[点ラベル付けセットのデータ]
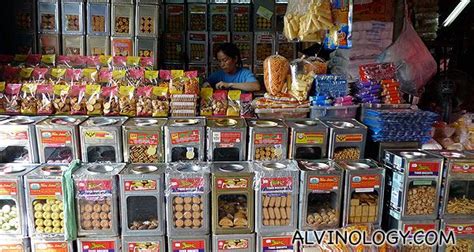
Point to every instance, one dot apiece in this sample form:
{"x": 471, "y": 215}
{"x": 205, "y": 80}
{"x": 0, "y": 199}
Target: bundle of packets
{"x": 399, "y": 125}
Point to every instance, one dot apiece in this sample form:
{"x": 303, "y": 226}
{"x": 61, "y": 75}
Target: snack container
{"x": 48, "y": 16}
{"x": 45, "y": 202}
{"x": 184, "y": 139}
{"x": 143, "y": 243}
{"x": 12, "y": 199}
{"x": 51, "y": 245}
{"x": 143, "y": 140}
{"x": 346, "y": 139}
{"x": 72, "y": 17}
{"x": 90, "y": 244}
{"x": 268, "y": 139}
{"x": 275, "y": 242}
{"x": 464, "y": 231}
{"x": 58, "y": 139}
{"x": 308, "y": 139}
{"x": 226, "y": 139}
{"x": 19, "y": 139}
{"x": 98, "y": 45}
{"x": 97, "y": 199}
{"x": 363, "y": 192}
{"x": 232, "y": 197}
{"x": 233, "y": 242}
{"x": 98, "y": 18}
{"x": 414, "y": 182}
{"x": 197, "y": 47}
{"x": 321, "y": 188}
{"x": 189, "y": 243}
{"x": 147, "y": 23}
{"x": 101, "y": 139}
{"x": 142, "y": 200}
{"x": 189, "y": 185}
{"x": 277, "y": 185}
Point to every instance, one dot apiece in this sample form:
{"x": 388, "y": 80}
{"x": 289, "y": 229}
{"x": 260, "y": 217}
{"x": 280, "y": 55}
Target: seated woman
{"x": 232, "y": 75}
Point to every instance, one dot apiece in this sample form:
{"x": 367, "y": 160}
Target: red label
{"x": 323, "y": 183}
{"x": 276, "y": 184}
{"x": 187, "y": 184}
{"x": 8, "y": 188}
{"x": 232, "y": 183}
{"x": 270, "y": 138}
{"x": 143, "y": 139}
{"x": 366, "y": 182}
{"x": 233, "y": 244}
{"x": 420, "y": 168}
{"x": 140, "y": 185}
{"x": 462, "y": 168}
{"x": 45, "y": 188}
{"x": 98, "y": 246}
{"x": 51, "y": 247}
{"x": 191, "y": 136}
{"x": 56, "y": 138}
{"x": 143, "y": 247}
{"x": 189, "y": 245}
{"x": 461, "y": 229}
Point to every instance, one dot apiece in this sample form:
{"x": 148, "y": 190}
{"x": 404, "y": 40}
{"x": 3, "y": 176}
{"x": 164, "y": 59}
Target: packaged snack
{"x": 111, "y": 100}
{"x": 206, "y": 101}
{"x": 233, "y": 108}
{"x": 93, "y": 99}
{"x": 276, "y": 70}
{"x": 12, "y": 99}
{"x": 127, "y": 101}
{"x": 44, "y": 99}
{"x": 78, "y": 100}
{"x": 61, "y": 100}
{"x": 219, "y": 103}
{"x": 28, "y": 99}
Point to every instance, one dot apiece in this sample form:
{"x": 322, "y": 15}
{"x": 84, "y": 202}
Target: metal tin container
{"x": 185, "y": 139}
{"x": 50, "y": 245}
{"x": 147, "y": 23}
{"x": 277, "y": 196}
{"x": 45, "y": 201}
{"x": 346, "y": 139}
{"x": 226, "y": 139}
{"x": 268, "y": 139}
{"x": 12, "y": 199}
{"x": 237, "y": 242}
{"x": 198, "y": 47}
{"x": 308, "y": 139}
{"x": 363, "y": 192}
{"x": 189, "y": 186}
{"x": 413, "y": 180}
{"x": 144, "y": 243}
{"x": 143, "y": 140}
{"x": 233, "y": 198}
{"x": 101, "y": 139}
{"x": 97, "y": 196}
{"x": 464, "y": 231}
{"x": 277, "y": 242}
{"x": 321, "y": 194}
{"x": 189, "y": 243}
{"x": 58, "y": 139}
{"x": 72, "y": 13}
{"x": 19, "y": 139}
{"x": 142, "y": 200}
{"x": 98, "y": 19}
{"x": 93, "y": 244}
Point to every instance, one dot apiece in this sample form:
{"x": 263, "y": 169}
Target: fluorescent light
{"x": 459, "y": 8}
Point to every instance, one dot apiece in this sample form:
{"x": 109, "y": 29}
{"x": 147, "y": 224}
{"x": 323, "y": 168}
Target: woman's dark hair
{"x": 232, "y": 51}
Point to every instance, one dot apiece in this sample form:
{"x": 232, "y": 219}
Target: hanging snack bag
{"x": 111, "y": 100}
{"x": 93, "y": 99}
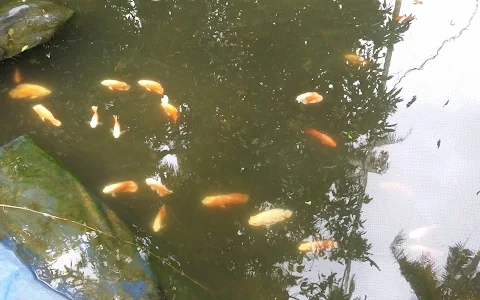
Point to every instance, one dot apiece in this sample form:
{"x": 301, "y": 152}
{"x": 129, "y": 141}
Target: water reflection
{"x": 238, "y": 69}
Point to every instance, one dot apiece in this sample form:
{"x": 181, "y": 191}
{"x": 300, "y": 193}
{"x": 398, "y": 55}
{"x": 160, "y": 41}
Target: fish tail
{"x": 56, "y": 122}
{"x": 165, "y": 99}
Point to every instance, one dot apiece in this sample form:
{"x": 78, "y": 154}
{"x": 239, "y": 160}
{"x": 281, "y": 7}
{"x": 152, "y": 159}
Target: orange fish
{"x": 17, "y": 77}
{"x": 115, "y": 85}
{"x": 116, "y": 127}
{"x": 224, "y": 200}
{"x": 169, "y": 109}
{"x": 356, "y": 60}
{"x": 46, "y": 114}
{"x": 158, "y": 222}
{"x": 317, "y": 245}
{"x": 323, "y": 138}
{"x": 94, "y": 121}
{"x": 29, "y": 91}
{"x": 121, "y": 187}
{"x": 151, "y": 86}
{"x": 309, "y": 98}
{"x": 158, "y": 187}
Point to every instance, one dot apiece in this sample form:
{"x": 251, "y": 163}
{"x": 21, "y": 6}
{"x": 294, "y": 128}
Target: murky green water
{"x": 234, "y": 70}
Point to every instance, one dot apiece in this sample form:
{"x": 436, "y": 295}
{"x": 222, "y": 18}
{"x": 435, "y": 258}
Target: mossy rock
{"x": 78, "y": 262}
{"x": 29, "y": 23}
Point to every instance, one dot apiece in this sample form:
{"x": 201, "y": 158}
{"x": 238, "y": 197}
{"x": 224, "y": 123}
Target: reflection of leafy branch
{"x": 111, "y": 236}
{"x": 460, "y": 279}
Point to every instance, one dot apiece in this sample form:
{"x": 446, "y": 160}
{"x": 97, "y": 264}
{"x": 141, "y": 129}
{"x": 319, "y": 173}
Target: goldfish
{"x": 356, "y": 60}
{"x": 225, "y": 200}
{"x": 158, "y": 222}
{"x": 30, "y": 91}
{"x": 17, "y": 77}
{"x": 317, "y": 245}
{"x": 116, "y": 127}
{"x": 46, "y": 114}
{"x": 322, "y": 137}
{"x": 309, "y": 98}
{"x": 121, "y": 187}
{"x": 169, "y": 109}
{"x": 270, "y": 217}
{"x": 94, "y": 121}
{"x": 151, "y": 86}
{"x": 158, "y": 187}
{"x": 115, "y": 85}
{"x": 419, "y": 232}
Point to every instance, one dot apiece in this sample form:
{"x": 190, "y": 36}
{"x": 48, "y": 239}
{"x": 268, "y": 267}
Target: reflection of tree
{"x": 459, "y": 280}
{"x": 242, "y": 131}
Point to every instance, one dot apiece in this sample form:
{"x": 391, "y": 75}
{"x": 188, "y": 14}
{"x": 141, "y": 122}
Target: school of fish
{"x": 267, "y": 218}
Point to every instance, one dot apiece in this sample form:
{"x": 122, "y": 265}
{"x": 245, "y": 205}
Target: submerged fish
{"x": 29, "y": 91}
{"x": 94, "y": 121}
{"x": 151, "y": 86}
{"x": 116, "y": 127}
{"x": 46, "y": 114}
{"x": 169, "y": 109}
{"x": 225, "y": 200}
{"x": 158, "y": 187}
{"x": 121, "y": 187}
{"x": 322, "y": 137}
{"x": 309, "y": 98}
{"x": 317, "y": 245}
{"x": 115, "y": 85}
{"x": 356, "y": 60}
{"x": 17, "y": 77}
{"x": 270, "y": 217}
{"x": 158, "y": 222}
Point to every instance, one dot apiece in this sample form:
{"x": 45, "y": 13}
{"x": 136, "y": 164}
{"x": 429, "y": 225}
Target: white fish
{"x": 116, "y": 127}
{"x": 94, "y": 121}
{"x": 46, "y": 114}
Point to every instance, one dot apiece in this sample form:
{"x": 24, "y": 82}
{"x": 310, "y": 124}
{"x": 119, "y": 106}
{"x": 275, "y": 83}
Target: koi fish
{"x": 356, "y": 60}
{"x": 121, "y": 187}
{"x": 158, "y": 222}
{"x": 46, "y": 114}
{"x": 317, "y": 245}
{"x": 270, "y": 217}
{"x": 158, "y": 187}
{"x": 116, "y": 127}
{"x": 94, "y": 121}
{"x": 115, "y": 85}
{"x": 151, "y": 86}
{"x": 309, "y": 98}
{"x": 225, "y": 200}
{"x": 17, "y": 77}
{"x": 322, "y": 137}
{"x": 169, "y": 109}
{"x": 29, "y": 91}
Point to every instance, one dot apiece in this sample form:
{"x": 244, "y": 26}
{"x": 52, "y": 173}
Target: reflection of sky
{"x": 426, "y": 185}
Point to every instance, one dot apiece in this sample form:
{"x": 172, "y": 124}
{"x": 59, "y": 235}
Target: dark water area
{"x": 234, "y": 70}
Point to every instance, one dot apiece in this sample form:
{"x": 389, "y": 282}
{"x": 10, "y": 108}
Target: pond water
{"x": 234, "y": 70}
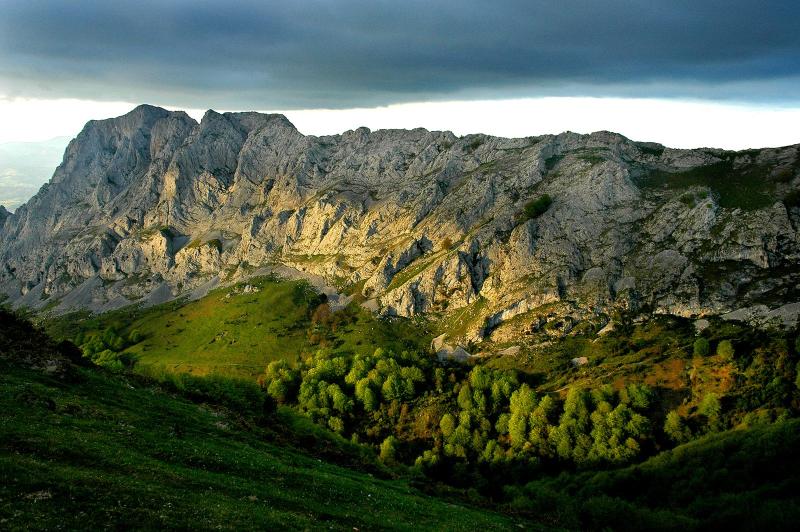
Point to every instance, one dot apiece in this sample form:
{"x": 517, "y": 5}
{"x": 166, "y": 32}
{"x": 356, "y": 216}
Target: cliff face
{"x": 153, "y": 204}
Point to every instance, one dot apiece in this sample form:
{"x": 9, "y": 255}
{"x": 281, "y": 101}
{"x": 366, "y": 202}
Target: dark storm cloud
{"x": 345, "y": 53}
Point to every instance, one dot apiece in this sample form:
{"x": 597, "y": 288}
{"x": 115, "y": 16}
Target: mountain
{"x": 499, "y": 236}
{"x": 26, "y": 166}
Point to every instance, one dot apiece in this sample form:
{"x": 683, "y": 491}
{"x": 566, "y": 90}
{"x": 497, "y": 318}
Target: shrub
{"x": 701, "y": 347}
{"x": 725, "y": 350}
{"x": 535, "y": 208}
{"x": 388, "y": 450}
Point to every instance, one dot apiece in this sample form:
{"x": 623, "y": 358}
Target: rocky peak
{"x": 427, "y": 222}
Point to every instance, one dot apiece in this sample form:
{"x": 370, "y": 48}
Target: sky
{"x": 685, "y": 73}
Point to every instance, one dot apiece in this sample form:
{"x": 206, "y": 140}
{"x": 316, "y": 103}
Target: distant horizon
{"x": 20, "y": 179}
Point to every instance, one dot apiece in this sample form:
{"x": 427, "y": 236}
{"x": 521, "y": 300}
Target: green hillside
{"x": 238, "y": 330}
{"x": 84, "y": 448}
{"x": 89, "y": 450}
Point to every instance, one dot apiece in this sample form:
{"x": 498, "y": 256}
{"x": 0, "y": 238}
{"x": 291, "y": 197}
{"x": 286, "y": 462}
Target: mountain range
{"x": 502, "y": 237}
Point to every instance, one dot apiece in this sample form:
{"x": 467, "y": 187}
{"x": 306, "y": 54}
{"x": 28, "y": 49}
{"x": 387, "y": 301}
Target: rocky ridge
{"x": 152, "y": 204}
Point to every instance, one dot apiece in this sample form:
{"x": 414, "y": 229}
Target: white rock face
{"x": 153, "y": 204}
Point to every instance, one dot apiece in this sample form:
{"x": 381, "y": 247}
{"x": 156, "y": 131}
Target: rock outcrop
{"x": 420, "y": 221}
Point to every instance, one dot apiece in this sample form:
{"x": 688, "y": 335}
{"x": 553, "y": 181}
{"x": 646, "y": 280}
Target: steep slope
{"x": 99, "y": 451}
{"x": 152, "y": 204}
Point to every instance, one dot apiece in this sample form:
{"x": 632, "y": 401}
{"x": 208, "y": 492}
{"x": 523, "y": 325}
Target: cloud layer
{"x": 345, "y": 53}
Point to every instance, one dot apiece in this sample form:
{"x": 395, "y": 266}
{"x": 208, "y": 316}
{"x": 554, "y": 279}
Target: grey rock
{"x": 152, "y": 205}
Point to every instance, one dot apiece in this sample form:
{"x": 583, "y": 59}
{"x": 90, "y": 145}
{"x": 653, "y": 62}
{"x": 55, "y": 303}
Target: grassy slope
{"x": 736, "y": 480}
{"x": 239, "y": 335}
{"x": 117, "y": 451}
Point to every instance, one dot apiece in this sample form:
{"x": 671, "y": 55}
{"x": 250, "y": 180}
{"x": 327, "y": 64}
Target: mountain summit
{"x": 552, "y": 231}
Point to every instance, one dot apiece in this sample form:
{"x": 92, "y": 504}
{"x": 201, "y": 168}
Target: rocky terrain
{"x": 152, "y": 205}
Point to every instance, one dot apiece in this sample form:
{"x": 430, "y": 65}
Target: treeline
{"x": 419, "y": 411}
{"x": 106, "y": 348}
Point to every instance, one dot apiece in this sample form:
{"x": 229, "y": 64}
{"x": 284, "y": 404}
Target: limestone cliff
{"x": 152, "y": 204}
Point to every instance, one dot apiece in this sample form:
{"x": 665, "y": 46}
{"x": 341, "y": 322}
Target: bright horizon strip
{"x": 674, "y": 123}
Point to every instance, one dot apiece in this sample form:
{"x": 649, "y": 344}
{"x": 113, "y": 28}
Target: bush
{"x": 725, "y": 350}
{"x": 701, "y": 347}
{"x": 535, "y": 208}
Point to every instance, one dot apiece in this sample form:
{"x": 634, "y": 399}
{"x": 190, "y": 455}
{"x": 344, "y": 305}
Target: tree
{"x": 465, "y": 397}
{"x": 710, "y": 407}
{"x": 675, "y": 428}
{"x": 518, "y": 429}
{"x": 447, "y": 425}
{"x": 725, "y": 350}
{"x": 135, "y": 336}
{"x": 701, "y": 347}
{"x": 638, "y": 396}
{"x": 388, "y": 450}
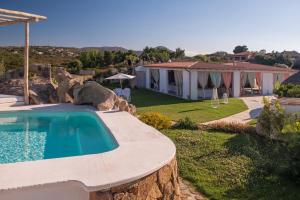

• [課題の説明]:
上のデータから文字列「face」を含む行をすべて見つけ、書き写せ。大文字と小文字は区別する。

• [記述解答]:
Target: cliff face
Target: white rock face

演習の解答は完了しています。